=== Texte fourni ===

Si des colléges nous passons aux écoles primaires, un spectacle non moins affligeant se présente. Là, point de livres grecs et latins, mais aussi point de livres français ! Inutilement vous avez pensé, vous avez écrit pour le salut du genre humain, Fénelon, Fleury, Vauvenargues, Rousseau, Bernardin de Saint-Pierre ; inutilement votre génie s’est appliqué à nous faire aimer la vertu en la montrant non comme un devoir, mais comme un bonheur ; vos ravissantes inspirations ne seront jamais entendues de la foule ; vous ne pénétrerez pas dans la chaumière du pauvre pour le consoler de sa misère, lui révéler son âme qu’il ignore, et tous les bienfaits d’un Dieu qu’on lui laisse oublier ! Nos législateurs l’ont ainsi voulu, et vos pensées généreuses resteront inconnues de ceux même à qui vous les aviez destinées ! Des abécédaires pour toute science, des méthodes d’enseignement pour toute morale, et quelquefois par hasard les éléments arides de la grammaire et de l’arithmétique, voilà ce que nous rencontrons dans les écoles primaires des villes et chez les magisters illettrés de nos campagnes. On veut bien enseigner à lire au peuple, mais à condition qu’il ne lira pas ; on lui donne un instrument dont on lui refuse l’usage ; il tient la clef du monde des pensées, et ce monde si beau, si vaste, où il recevrait une nouvelle vie, ce monde, le seul digne de l’homme, ne s’ouvrira jamais devant lui !

=== Lignes de données ===

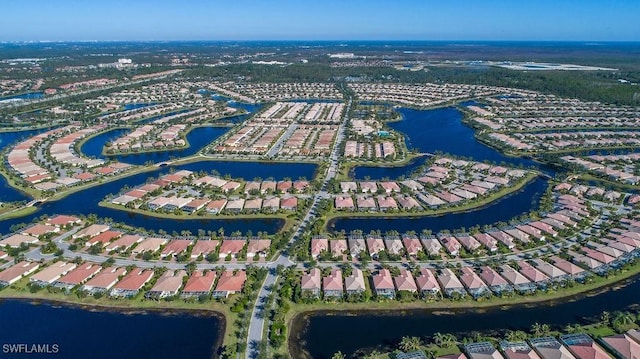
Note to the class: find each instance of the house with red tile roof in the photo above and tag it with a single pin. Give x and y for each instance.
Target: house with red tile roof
(383, 284)
(17, 272)
(167, 285)
(230, 282)
(199, 283)
(132, 283)
(332, 284)
(78, 275)
(104, 280)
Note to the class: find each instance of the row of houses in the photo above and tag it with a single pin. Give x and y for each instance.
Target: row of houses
(119, 282)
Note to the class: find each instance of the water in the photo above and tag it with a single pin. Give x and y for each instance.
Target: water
(439, 130)
(502, 210)
(322, 335)
(81, 333)
(90, 198)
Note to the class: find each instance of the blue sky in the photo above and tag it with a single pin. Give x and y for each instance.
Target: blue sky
(60, 20)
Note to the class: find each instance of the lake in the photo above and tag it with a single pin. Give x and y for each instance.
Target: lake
(81, 333)
(323, 333)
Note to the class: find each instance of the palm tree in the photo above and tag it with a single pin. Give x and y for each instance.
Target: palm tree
(408, 344)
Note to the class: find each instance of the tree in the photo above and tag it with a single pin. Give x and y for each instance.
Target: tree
(408, 344)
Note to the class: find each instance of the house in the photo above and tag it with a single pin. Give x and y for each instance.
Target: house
(475, 286)
(583, 347)
(167, 285)
(132, 283)
(375, 245)
(258, 247)
(175, 247)
(623, 345)
(52, 273)
(550, 348)
(203, 247)
(450, 284)
(231, 247)
(332, 284)
(78, 276)
(16, 272)
(427, 283)
(354, 284)
(518, 350)
(405, 282)
(104, 280)
(383, 284)
(310, 283)
(338, 247)
(482, 350)
(318, 245)
(16, 240)
(199, 283)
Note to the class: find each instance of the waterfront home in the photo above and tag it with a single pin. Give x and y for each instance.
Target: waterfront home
(216, 206)
(490, 242)
(431, 244)
(517, 280)
(375, 245)
(504, 238)
(450, 284)
(289, 203)
(469, 243)
(551, 271)
(103, 239)
(383, 284)
(198, 284)
(518, 350)
(405, 282)
(533, 274)
(411, 244)
(175, 247)
(357, 245)
(78, 276)
(17, 272)
(532, 231)
(475, 286)
(310, 283)
(344, 202)
(482, 350)
(427, 283)
(124, 243)
(132, 283)
(167, 285)
(583, 347)
(62, 221)
(550, 348)
(259, 247)
(354, 284)
(451, 245)
(51, 273)
(203, 247)
(104, 280)
(16, 240)
(393, 244)
(332, 284)
(38, 230)
(622, 345)
(571, 269)
(149, 245)
(496, 283)
(366, 203)
(338, 247)
(319, 244)
(231, 247)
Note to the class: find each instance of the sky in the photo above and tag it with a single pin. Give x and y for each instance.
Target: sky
(510, 20)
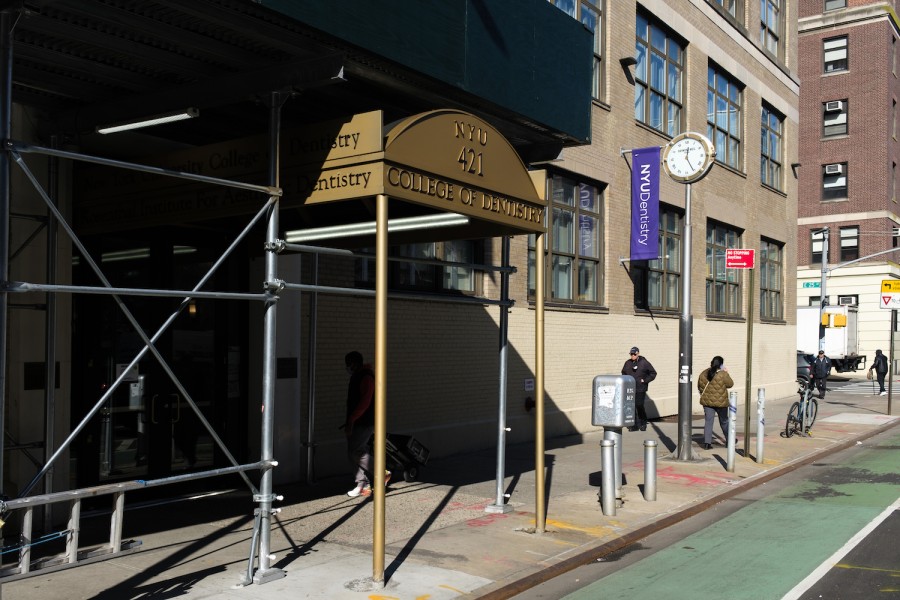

===

Consignes:
1. Traduisez en anglais la phrase suivante du texte sur les écoles primaires : « Nos législateurs l’ont ainsi voulu, et vos pensées généreuses resteront inconnues de ceux même à qui vous les aviez destinées ! »
2. Reprenez le texte sur les écoles primaires à la suite de sa dernière phrase et poursuivez-le.

Travaux corrigés:
1. Our lawmakers willed it so, and your generous thoughts will remain unknown even to those for whom you had intended them!

2.
Il est vrai que des sociétés catholiques, effrayées du vide où on laissait le peuple, se sont empressées de lui offrir les livres qu’elles croyaient propres à son éducation. Mais ces livres ne sont pas toujours choisis par une piété bien éclairée ; ce sont pour la plupart des livres mystiques sans aucun rapport avec le mouvement du siècle. C’est l’Histoire véritable de la croix de Migné, la Vie de sainte Philomèle, de Marie Alacoque, du père Fourier, réformateur des chanoines ; c’est la vie édifiante de Nicolas de Flue[1], lequel resta vingt ans sans manger, ou l’histoire encore plus édifiante de la possession des Ursulines de Loudun, du supplice d’Urbain Grandier, et des horribles tentations du père Surin, qui, à force d’exorciser les religieuses, finit par se croire lui-même possédé d’une légion de diables. Voilà les livres qu’on imprime sérieusement au dix-neuvième siècle pour l’instruction d’un peuple appelé à connaître ses lois et à les faire ; d’un peuple dans les rangs duquel l’élection va chercher des députés et des ministres. Qu’arrive-t-il ? repoussé par l’ennui, et, il faut bien le dire, par le dégoût qu’inspirent de pareils ouvrages, la foule cherche d’autres lectures, heureuse quand elle ne rencontre sur sa route que les Vies édifiantes de Cartouche et de Mandrin, ou les Faits merveilleux de Richard-sans-Peur, des quatre fils Aymon, et de Mélusine à la queue de serpent, seuls ouvrages qui, avec les Facéties de Voltaire et les honteuses élucubrations de Pigault-Lebrun, forment aujourd’hui la

bibliothèque privilégiée du peuple, c’est-à-dire toute sa science historique, politique et morale !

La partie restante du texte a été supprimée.